Coordinate labeling data

>>>>>

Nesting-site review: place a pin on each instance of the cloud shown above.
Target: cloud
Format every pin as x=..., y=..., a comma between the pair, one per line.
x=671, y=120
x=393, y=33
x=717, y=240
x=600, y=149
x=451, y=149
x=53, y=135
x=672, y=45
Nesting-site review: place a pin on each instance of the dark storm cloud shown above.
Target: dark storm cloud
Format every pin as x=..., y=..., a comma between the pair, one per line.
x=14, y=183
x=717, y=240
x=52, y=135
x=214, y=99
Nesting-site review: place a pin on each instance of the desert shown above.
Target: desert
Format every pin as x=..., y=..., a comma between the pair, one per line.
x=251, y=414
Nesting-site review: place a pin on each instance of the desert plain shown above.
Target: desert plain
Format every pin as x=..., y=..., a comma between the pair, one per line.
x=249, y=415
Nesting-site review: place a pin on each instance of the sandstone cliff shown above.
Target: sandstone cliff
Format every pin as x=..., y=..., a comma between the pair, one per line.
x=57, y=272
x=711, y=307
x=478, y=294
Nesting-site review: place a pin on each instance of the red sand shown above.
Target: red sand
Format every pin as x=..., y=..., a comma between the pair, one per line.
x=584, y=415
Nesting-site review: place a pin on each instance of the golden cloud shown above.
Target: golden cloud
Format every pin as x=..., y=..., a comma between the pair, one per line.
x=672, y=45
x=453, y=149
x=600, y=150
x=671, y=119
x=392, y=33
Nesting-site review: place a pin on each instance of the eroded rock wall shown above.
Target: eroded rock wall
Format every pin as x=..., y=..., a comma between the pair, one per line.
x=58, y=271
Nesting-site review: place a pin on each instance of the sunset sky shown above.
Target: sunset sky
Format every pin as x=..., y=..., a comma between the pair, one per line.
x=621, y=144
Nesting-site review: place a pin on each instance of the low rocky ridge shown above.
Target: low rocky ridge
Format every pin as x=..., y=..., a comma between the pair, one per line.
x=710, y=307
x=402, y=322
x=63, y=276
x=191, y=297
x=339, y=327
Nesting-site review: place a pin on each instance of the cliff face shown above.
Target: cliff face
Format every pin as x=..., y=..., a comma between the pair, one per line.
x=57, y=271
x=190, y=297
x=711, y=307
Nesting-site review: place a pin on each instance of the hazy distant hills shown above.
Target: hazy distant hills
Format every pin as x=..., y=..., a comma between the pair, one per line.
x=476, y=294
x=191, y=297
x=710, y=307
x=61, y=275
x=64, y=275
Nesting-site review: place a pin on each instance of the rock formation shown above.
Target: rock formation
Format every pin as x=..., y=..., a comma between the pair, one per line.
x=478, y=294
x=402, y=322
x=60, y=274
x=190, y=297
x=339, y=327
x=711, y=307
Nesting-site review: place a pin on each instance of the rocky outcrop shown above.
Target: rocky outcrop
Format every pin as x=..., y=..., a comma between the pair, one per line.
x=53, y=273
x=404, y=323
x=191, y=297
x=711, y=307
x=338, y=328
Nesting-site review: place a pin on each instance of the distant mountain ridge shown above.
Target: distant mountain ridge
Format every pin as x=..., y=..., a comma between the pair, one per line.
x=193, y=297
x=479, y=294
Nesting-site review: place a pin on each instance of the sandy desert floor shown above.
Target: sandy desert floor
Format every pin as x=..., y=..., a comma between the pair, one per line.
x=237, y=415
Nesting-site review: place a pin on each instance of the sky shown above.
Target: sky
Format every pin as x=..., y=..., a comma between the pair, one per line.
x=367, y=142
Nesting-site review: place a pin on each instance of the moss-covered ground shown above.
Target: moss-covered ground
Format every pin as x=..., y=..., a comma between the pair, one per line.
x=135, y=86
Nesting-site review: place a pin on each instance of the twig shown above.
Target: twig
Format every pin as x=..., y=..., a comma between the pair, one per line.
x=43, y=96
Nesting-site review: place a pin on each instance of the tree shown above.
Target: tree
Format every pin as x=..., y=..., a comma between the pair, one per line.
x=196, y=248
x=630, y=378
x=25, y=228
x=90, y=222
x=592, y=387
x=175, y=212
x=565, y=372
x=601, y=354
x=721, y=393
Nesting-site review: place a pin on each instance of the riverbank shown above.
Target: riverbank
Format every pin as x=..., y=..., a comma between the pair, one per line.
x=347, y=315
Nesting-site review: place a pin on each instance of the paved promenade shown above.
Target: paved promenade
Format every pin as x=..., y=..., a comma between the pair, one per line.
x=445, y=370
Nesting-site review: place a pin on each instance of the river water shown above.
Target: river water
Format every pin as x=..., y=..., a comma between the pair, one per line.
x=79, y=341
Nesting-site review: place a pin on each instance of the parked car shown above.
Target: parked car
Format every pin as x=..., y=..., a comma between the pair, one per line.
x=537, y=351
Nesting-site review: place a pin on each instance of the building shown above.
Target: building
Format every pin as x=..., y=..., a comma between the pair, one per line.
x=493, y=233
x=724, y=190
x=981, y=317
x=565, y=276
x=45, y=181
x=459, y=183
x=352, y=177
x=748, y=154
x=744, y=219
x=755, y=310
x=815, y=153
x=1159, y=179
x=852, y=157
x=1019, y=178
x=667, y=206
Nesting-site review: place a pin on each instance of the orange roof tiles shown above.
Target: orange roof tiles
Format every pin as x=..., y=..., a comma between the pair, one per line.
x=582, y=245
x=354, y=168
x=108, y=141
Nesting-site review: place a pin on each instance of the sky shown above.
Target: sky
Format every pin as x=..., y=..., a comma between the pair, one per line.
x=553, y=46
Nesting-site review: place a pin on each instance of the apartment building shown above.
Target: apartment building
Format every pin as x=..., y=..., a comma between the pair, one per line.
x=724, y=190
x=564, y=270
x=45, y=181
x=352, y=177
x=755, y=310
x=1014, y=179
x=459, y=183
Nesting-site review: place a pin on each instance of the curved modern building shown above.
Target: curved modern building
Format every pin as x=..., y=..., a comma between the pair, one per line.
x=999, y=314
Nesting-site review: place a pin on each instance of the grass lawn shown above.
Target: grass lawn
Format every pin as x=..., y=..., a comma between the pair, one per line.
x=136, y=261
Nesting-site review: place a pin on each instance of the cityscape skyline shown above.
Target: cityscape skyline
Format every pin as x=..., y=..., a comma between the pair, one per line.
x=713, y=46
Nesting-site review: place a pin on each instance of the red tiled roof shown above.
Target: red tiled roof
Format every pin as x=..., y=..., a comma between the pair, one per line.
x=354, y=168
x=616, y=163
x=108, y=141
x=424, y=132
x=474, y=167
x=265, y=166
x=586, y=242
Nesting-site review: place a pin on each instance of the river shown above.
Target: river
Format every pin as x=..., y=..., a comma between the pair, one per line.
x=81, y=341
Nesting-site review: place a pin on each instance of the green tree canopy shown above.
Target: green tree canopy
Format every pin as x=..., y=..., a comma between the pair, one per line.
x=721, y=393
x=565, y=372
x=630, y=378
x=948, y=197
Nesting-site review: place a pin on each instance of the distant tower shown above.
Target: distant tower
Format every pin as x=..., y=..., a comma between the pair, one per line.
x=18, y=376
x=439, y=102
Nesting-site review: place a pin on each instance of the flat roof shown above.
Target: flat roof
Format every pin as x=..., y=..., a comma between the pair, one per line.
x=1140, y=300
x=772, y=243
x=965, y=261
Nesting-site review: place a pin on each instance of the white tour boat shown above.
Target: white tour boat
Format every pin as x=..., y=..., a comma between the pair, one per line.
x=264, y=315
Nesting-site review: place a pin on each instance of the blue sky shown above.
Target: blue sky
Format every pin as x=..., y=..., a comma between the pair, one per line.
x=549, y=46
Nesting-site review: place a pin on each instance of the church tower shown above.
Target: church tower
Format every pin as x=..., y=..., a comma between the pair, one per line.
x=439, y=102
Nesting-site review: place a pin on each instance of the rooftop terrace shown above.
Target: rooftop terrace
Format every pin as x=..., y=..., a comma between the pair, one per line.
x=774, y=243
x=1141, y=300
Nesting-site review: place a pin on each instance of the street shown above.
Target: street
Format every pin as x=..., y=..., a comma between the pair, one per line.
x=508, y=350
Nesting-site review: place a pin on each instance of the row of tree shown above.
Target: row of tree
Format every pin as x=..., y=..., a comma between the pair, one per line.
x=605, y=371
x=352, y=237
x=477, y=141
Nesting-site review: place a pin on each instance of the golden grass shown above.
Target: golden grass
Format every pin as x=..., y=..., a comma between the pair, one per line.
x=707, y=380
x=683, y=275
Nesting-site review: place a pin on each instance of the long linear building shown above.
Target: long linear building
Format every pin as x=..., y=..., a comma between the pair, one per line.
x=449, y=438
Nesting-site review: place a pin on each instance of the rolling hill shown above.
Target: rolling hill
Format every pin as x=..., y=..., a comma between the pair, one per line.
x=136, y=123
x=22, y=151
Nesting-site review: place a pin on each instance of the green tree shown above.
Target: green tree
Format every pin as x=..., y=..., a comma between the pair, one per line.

<<<<<

◆ What you have to do: Copy out every line of the data above word for word, from the start of the data down to the line containing "x=214, y=99", with both ends included.

◆ Correct output:
Nesting-site review: place a pin on each instance of the cloud shown above.
Target: cloud
Format every pin as x=..., y=..., a comma between the pair, one per line.
x=671, y=120
x=393, y=33
x=717, y=240
x=600, y=149
x=451, y=149
x=53, y=135
x=672, y=45
Nesting-site review: place a pin on each instance of the dark storm cloud shown above.
Target: dark storm cloud
Format every pin as x=..., y=..., a comma between the pair, one per line.
x=14, y=183
x=717, y=240
x=52, y=135
x=214, y=99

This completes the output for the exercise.